### Study questions
(1) Write out the passage on inactivity and weight gain below, from "Though much of" up to and including "and mega-channel TV.".
(2) Answer these questions using the passage on inactivity and weight gain below:
(a) In what publication did Blair's recent editorial appear?
(b) Burning 100 fewer calories each day equals the energy of how much fat in a year?
(c) About how many fewer calories per day does the average adult burn than our parents did?

Segment Start: Selected text

Though much of the debate surrounding America's obesity epidemic focuses on our "super size" junk food diet, Blair says the major--and often unrecognized--culprit is the "gradual ratcheting down of daily life activity." In a recent editorial in the Mayo Clinic Proceedings, he blames our widening waistlines on the dramatic decline in daily energy expenditure that has resulted from increased mechanization on the job, labor-saving devices at home and changing cultural practices such as online shopping, drive-up windows and "cocooning" with videos and mega-channel TV.

"Most people don't realize how very sedentary our lives have become," Blair says. "But if we burn even 100 fewer calories each day, that's the energy equivalent of 10 pounds of fat in a year."

Blair contends that America's diet and leisure-time exercise habits have changed little during the past few decades. Dietary surveys and other data collected by the U.S. Department of Agriculture "[suggest] that energy intake in the United States has not increased during the past 40 years," he writes. Studies of physical activity habits only assess participation in leisure-time sports and fitness activities, says Blair, who adds that these numbers have remained constant over the last 25 years.

America's alarming girth growth, say Blair and numerous other health experts, is directly related to "physical activity being engineered out of daily life." In our computerized, remote-control culture--in which moving walkways whisk travelers through airports and doors fly open as if by magic--Blair says the average adult expends about 300 to 700 fewer calories per day than our parents did. Although numerous studies have demonstrated that lifestyle activities, such as climbing stairs and parking in the farthest space, can provide health benefits similar to those gained in a gym workout, Blair says our society has created a "toxic environment" that discourages movement. Streets are often too dangerous for pedestrians to cross, stairwells are frequently hidden, and parks in some areas are unsafe.

Segment End: Selected text
Segment Start: Record extracts

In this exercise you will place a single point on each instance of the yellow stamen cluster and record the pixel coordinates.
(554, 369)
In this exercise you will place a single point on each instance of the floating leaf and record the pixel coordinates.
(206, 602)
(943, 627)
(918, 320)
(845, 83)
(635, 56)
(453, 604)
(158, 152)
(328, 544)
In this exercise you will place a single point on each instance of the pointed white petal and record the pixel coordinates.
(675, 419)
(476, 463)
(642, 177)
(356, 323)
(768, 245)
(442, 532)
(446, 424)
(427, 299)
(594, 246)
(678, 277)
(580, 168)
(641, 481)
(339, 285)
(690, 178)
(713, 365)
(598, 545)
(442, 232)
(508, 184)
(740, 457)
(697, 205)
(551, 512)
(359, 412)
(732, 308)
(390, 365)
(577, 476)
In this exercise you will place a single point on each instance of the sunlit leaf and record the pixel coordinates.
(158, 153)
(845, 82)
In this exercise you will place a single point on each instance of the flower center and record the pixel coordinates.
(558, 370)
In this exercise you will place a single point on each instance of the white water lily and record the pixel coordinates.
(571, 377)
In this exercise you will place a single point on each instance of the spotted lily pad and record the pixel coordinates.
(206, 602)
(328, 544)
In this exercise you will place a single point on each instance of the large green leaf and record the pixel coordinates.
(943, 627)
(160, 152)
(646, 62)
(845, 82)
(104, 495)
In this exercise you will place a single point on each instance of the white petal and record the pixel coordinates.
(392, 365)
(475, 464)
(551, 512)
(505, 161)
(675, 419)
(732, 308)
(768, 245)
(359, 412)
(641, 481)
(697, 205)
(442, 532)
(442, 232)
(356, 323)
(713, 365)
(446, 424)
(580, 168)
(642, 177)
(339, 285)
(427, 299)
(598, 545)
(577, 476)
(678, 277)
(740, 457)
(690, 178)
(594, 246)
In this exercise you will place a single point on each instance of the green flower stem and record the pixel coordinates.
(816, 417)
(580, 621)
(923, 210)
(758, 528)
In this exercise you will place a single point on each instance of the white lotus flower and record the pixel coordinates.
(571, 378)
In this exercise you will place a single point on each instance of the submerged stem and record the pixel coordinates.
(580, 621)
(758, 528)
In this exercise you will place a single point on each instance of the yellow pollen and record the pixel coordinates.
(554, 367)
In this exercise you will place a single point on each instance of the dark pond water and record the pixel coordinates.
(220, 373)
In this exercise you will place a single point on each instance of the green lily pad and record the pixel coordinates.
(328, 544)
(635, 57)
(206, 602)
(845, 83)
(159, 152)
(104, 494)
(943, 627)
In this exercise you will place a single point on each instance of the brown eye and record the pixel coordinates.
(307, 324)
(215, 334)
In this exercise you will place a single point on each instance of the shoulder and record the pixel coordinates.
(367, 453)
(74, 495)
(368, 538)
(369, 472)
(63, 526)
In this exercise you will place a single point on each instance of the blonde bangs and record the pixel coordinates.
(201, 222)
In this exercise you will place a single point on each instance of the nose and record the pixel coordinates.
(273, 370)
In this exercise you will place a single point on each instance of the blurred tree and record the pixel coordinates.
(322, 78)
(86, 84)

Segment End: Record extracts

### Responses to the exercise
(1)
Though much of the debate surrounding America's obesity epidemic focuses on our "super size" junk food diet, Blair says the major--and often unrecognized--culprit is the "gradual ratcheting down of daily life activity." In a recent editorial in the Mayo Clinic Proceedings, he blames our widening waistlines on the dramatic decline in daily energy expenditure that has resulted from increased mechanization on the job, labor-saving devices at home and changing cultural practices such as online shopping, drive-up windows and "cocooning" with videos and mega-channel TV.

(2)
(a) The Mayo Clinic Proceedings
(b) 10 pounds
(c) About 300 to 700